## Description of the task
At the line containing "Could you please point out the little", start repeating the entries exactly, and continue through the last line.

[[ Records supplied, beginning ]]

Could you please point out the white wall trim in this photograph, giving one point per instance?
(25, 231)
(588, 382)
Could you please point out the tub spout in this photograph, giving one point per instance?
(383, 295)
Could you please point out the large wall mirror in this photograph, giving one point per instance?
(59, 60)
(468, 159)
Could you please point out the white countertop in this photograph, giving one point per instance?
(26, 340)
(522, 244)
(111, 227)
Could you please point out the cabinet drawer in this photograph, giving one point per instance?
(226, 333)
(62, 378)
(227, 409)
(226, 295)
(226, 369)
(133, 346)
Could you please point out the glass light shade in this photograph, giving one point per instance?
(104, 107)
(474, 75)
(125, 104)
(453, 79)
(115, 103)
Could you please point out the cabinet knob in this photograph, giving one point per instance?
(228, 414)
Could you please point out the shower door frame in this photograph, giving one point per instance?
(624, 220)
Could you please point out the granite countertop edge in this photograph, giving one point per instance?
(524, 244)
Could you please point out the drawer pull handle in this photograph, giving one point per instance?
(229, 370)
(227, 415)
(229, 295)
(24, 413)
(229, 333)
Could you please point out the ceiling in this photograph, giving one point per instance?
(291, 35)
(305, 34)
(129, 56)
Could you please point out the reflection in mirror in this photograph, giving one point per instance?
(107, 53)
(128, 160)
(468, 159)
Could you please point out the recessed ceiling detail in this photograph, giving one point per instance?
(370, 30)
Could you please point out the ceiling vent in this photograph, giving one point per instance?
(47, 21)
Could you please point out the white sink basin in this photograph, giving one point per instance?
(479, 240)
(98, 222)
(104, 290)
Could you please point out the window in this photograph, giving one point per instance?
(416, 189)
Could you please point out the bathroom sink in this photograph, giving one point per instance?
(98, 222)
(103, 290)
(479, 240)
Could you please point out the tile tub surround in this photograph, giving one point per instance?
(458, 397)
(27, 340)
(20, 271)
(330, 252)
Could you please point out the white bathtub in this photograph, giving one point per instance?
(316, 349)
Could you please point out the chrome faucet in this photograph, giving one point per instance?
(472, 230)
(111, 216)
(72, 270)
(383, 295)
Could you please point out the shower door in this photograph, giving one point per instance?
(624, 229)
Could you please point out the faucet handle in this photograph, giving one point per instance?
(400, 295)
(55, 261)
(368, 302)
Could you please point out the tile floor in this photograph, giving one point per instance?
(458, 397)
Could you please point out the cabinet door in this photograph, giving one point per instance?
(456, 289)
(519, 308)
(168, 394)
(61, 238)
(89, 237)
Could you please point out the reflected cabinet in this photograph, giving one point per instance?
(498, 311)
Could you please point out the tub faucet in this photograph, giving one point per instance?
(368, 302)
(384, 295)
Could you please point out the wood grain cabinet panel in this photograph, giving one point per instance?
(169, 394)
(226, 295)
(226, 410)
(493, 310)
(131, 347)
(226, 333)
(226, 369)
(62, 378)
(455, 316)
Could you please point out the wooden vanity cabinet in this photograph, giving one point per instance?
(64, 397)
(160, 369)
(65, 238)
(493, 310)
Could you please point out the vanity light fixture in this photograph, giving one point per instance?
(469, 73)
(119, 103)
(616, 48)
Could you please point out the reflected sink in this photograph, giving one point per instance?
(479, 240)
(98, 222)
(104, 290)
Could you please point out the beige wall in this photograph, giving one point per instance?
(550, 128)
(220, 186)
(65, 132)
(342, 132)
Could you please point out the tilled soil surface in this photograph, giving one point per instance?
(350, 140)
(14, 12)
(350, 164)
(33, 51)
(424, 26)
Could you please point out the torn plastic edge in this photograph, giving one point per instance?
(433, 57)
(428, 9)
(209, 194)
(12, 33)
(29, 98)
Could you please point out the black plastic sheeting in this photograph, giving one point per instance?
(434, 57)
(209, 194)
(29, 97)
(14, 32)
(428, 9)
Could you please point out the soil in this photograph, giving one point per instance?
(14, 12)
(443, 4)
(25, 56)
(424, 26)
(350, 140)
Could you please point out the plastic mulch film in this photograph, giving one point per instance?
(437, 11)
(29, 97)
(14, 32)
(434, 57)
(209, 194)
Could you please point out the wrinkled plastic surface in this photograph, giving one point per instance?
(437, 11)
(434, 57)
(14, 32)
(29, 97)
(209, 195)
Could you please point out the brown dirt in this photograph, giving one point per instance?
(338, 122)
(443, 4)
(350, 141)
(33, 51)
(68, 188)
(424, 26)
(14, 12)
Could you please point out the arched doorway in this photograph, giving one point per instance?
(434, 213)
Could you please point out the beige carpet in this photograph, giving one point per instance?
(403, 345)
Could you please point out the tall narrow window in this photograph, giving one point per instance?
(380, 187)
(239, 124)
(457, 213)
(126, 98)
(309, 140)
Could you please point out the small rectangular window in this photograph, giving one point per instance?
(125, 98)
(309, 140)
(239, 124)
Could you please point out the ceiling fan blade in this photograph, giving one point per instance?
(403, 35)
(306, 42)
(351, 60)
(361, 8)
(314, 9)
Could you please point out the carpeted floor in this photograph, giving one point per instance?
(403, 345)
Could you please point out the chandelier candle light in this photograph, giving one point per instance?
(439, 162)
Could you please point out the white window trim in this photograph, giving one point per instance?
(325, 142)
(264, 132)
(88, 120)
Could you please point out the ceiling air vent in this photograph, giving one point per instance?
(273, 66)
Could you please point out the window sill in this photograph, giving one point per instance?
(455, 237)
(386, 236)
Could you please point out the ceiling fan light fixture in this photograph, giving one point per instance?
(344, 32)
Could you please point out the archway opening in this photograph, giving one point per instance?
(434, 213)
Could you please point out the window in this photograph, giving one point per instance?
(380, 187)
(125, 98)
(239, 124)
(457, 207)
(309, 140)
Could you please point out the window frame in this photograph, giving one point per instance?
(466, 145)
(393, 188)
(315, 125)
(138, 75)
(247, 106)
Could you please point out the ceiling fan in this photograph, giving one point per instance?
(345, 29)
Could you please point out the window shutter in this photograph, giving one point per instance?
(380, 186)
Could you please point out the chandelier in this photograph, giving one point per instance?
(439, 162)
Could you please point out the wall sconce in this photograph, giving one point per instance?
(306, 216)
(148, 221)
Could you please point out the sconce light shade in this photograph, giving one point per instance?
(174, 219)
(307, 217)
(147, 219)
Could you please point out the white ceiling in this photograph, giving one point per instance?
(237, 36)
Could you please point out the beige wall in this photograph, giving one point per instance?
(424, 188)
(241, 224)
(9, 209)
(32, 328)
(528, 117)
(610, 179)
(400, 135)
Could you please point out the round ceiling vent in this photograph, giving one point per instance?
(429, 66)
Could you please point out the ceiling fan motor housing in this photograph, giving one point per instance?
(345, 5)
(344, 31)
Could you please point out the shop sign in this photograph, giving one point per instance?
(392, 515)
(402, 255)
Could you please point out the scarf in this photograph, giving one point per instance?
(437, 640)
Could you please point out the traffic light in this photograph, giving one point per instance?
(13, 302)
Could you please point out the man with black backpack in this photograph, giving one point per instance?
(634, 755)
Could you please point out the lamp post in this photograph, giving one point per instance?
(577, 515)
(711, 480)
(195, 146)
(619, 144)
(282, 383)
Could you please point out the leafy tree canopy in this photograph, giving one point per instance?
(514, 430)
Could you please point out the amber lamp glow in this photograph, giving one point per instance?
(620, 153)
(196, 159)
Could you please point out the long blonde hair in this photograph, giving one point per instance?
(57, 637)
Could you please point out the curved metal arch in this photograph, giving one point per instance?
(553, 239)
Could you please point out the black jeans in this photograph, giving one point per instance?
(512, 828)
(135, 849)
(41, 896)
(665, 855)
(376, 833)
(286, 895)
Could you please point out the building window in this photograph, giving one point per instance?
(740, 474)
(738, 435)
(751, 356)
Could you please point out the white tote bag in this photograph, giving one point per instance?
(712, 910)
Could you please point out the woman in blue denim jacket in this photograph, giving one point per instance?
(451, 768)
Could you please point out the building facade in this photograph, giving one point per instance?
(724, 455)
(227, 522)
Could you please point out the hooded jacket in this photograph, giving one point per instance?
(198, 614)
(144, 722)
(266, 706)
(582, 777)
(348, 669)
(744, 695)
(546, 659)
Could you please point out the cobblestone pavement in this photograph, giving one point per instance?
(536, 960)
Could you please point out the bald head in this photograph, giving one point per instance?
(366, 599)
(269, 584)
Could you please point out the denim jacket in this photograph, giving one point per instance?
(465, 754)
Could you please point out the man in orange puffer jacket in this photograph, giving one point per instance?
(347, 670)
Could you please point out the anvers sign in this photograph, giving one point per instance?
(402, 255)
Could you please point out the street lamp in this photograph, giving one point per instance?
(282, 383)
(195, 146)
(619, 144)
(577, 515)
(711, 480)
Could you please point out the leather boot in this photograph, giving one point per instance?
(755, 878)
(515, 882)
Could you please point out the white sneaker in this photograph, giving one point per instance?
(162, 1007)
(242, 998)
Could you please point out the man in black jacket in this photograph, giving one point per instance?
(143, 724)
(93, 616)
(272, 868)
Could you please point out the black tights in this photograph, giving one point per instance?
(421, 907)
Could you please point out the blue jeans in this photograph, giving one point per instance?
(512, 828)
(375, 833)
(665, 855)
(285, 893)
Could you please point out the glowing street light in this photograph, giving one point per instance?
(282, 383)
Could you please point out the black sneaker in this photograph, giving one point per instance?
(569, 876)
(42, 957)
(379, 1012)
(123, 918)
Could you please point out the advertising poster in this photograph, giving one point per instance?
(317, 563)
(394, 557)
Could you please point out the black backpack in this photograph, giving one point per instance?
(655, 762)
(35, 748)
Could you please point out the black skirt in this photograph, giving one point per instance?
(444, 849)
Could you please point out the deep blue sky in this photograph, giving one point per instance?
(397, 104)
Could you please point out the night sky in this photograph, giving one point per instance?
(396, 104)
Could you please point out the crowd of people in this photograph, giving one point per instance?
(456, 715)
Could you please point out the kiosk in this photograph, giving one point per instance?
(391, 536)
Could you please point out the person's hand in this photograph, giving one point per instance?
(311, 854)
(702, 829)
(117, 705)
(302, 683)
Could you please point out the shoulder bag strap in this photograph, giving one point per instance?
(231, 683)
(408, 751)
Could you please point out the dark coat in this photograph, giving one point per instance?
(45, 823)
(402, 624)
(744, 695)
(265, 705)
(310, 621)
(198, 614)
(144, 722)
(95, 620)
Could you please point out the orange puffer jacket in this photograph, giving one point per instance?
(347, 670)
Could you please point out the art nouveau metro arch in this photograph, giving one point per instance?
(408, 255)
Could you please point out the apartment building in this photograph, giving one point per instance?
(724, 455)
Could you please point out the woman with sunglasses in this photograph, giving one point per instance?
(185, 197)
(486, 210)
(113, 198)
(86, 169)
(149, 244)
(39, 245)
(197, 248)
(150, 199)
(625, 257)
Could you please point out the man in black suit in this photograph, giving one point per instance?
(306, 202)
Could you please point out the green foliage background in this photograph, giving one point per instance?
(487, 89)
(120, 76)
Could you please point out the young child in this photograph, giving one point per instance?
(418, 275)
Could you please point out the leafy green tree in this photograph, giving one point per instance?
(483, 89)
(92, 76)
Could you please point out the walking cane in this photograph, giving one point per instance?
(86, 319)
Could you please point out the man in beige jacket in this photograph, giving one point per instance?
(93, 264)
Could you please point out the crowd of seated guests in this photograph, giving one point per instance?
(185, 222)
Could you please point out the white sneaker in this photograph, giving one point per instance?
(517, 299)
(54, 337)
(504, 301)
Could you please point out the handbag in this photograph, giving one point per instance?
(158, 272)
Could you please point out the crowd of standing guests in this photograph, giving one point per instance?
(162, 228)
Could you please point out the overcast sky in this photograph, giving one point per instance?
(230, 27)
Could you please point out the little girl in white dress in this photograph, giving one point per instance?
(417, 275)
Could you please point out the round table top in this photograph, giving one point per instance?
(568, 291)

[[ Records supplied, end ]]

## Reply to the exercise
Could you please point out the little girl in white dress in this photograph, giving one point per instance?
(417, 275)
Could you please point out the round table top in this photograph, giving one point per instance?
(568, 291)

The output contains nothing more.